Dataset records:
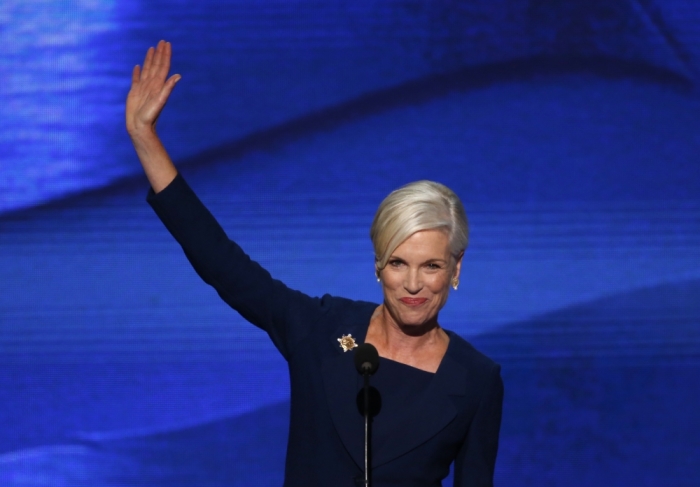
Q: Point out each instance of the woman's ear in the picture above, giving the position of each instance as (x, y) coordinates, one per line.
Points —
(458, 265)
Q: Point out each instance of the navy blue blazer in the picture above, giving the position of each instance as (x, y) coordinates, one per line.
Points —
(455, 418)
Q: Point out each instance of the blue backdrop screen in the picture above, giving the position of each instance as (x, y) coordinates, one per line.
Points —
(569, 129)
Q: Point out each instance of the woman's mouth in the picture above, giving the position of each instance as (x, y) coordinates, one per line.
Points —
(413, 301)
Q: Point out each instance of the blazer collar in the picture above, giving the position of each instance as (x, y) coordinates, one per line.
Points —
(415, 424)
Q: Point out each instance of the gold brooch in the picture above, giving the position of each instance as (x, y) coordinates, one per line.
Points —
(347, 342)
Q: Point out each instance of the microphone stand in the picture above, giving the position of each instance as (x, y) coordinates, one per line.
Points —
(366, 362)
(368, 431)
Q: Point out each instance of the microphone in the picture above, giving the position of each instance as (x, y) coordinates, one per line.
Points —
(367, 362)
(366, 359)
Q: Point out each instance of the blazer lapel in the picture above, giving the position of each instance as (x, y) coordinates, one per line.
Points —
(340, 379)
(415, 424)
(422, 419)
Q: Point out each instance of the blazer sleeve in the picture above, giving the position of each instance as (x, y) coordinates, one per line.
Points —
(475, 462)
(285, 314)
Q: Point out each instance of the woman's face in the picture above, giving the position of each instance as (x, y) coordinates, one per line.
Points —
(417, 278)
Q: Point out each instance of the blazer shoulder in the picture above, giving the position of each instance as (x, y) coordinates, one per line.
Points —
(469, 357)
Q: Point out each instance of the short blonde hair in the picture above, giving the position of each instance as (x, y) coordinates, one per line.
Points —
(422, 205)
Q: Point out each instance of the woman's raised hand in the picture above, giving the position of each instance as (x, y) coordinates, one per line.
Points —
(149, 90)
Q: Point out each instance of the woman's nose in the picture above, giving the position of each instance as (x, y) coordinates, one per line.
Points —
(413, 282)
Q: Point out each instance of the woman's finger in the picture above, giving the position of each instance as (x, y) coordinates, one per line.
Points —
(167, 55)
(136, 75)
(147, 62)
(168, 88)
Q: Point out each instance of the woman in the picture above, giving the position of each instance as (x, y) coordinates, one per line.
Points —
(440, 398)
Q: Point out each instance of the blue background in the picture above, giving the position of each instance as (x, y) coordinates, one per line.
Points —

PROBLEM DETAILS » Each line from the one holding "Q: Point out each instance of the woman's finger" through the last line of the data is to be transcribed exactly, with nothing else added.

SOLUTION BELOW »
Q: Point out each instance of the woman's finger in the picture above, giving the position of each instance as (x, y) coordinates, one per line.
Points —
(167, 55)
(136, 75)
(147, 62)
(168, 88)
Q: Point out each instance of the woman in the picture above, giving the position of each instance as (x, y) coordinates, one per line.
Points —
(440, 398)
Q: Point out each instance of the blue background in the picture above, giving the position of each instance as (x, y) coordinates, one per line.
Points —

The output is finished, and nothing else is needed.